→ PROBLEM TO WORK ON:
Lines from the one containing "Where can the golden" through the end of the data are to be returned exactly, and no others.

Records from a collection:

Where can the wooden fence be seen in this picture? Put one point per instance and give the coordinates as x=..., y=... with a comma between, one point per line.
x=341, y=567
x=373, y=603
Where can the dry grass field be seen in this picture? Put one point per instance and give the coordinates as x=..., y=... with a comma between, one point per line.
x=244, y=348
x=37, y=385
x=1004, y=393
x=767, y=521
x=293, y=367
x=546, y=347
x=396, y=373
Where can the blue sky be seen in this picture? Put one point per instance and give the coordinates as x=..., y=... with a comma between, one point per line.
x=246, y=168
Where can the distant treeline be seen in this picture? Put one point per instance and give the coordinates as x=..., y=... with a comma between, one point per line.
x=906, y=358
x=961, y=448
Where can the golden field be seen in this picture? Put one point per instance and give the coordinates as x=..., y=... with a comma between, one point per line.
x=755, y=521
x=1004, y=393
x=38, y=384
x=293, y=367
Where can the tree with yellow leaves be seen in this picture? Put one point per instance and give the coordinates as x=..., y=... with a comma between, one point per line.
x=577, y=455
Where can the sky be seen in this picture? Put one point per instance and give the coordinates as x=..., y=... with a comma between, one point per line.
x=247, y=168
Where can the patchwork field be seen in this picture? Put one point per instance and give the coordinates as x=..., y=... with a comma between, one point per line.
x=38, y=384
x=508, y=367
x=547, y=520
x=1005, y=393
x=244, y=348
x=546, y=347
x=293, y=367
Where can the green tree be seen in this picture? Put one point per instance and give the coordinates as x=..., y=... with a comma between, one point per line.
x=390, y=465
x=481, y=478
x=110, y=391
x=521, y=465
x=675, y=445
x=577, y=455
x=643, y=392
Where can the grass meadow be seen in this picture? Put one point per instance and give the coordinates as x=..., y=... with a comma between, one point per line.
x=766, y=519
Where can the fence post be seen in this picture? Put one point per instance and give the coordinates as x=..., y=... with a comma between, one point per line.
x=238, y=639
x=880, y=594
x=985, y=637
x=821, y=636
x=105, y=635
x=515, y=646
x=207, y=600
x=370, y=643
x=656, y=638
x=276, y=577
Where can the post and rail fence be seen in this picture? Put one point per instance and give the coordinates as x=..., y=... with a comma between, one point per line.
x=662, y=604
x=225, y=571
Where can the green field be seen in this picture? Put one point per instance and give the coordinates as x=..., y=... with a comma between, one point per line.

→ OUTPUT BELOW:
Where can the golden field be seen in this picture? Put one point per instance and give the coordinates as x=..., y=... with a comma between, one point per line.
x=755, y=521
x=1004, y=393
x=38, y=384
x=293, y=367
Where can the tree with yellow leaves be seen in this picture? Put one point per instance and give the coordinates as x=..., y=... with a comma between, one point per line.
x=577, y=455
Where can the sky be seen in this picture? Put one point per instance and give the coordinates as x=..., y=... with a comma between, one point per line.
x=247, y=168
Where can the patchwork field be seen in this picture? Put one point per instance and give the coordinates as x=..., y=... with a comma between, one point per line.
x=38, y=384
x=508, y=367
x=547, y=520
x=1005, y=393
x=244, y=348
x=546, y=347
x=293, y=367
Where can the green tree be seen in this picture? Put one point per instance and give the coordinates as x=..., y=... with a comma between, one point per line.
x=390, y=465
x=481, y=478
x=110, y=391
x=521, y=465
x=675, y=445
x=577, y=455
x=643, y=392
Where can the grass meadow be seen in this picture? Put one point per instance and give the coordinates as x=..., y=... with a comma between, one point per line.
x=766, y=519
Where can the fence post be seen in this picture? Put one point per instance and give the coordinates as x=..., y=... with a comma between, one point per line.
x=238, y=639
x=880, y=594
x=985, y=637
x=821, y=636
x=105, y=635
x=515, y=646
x=207, y=600
x=370, y=643
x=656, y=638
x=276, y=577
Where can the post and rail fence be seen in this picture? Put one point per instance and give the coordinates as x=..., y=... with a comma between, one point per line.
x=662, y=604
x=225, y=571
Where can the green field be seen in this picture? Put one point per instance and give the coordinates as x=..., y=... with a comma between, one point per line.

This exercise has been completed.